> **The task**
From the line containing "Reviewer check: make sure each instance of the marmot's ear" to the last line of the records, reproduce every line exactly and print nothing else.

> **Dataset records**
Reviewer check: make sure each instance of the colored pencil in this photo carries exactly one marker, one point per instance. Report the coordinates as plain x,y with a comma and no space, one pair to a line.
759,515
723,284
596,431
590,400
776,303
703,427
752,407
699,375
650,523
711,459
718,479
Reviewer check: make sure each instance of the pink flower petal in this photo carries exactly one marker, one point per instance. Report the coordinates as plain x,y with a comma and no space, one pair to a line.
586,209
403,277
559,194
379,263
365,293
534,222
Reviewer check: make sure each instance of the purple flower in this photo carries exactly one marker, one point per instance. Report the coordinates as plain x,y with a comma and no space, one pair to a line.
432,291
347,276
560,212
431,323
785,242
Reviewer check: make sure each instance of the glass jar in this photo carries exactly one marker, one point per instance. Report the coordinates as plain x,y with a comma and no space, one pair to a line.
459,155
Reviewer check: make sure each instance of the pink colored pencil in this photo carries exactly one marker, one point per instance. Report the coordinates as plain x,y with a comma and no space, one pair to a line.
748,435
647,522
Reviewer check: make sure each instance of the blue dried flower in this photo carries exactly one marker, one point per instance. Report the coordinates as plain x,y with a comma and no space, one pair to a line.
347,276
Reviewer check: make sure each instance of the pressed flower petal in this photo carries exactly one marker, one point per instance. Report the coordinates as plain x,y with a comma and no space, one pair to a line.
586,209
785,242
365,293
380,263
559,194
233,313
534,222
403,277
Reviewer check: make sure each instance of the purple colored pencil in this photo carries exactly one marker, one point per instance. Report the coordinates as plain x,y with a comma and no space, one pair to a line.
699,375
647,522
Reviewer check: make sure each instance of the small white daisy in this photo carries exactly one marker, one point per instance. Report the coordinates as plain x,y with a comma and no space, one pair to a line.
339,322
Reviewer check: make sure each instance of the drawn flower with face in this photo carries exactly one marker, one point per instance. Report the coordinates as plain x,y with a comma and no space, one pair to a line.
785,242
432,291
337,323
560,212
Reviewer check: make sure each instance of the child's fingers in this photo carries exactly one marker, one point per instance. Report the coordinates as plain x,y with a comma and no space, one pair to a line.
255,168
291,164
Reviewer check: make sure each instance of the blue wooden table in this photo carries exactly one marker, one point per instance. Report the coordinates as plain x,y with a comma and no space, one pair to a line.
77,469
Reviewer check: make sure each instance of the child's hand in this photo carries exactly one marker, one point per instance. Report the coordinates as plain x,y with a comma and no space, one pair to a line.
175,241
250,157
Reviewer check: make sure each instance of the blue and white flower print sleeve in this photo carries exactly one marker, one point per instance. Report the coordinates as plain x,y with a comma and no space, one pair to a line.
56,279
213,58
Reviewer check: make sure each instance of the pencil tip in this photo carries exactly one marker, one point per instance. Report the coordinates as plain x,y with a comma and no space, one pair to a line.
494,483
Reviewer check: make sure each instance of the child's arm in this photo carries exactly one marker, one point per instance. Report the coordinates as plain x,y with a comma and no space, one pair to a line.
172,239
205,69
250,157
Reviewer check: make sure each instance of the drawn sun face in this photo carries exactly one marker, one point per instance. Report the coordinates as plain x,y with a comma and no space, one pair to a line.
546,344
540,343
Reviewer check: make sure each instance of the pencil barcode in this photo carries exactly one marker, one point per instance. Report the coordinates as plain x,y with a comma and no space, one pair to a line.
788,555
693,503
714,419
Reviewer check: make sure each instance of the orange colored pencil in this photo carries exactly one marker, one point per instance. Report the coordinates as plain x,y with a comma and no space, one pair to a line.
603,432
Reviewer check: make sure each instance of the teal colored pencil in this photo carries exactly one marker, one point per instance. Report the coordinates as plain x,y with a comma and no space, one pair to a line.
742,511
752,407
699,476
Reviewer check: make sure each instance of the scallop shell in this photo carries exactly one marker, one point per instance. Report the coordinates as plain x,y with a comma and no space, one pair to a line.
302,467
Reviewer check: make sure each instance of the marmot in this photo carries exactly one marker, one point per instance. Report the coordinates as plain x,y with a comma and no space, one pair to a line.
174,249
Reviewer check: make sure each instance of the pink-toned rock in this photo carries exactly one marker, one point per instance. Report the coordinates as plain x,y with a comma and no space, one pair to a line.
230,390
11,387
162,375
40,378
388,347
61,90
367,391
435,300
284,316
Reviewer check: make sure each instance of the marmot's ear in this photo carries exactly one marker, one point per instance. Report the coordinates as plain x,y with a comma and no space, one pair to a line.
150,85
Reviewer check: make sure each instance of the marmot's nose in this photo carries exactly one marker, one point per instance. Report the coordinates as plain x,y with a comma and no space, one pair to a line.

> **Your response**
Reviewer check: make sure each instance of the marmot's ear in this photo carries exactly one marker, one point per instance. Report the coordinates as plain x,y with a comma and no space, one pair to a line.
150,85
Reviewer check: make sure each instance of the marmot's nose in this photo carries exactly one marker, one point per instance. Report the coordinates as plain x,y with a comma and no space, one pair to a line.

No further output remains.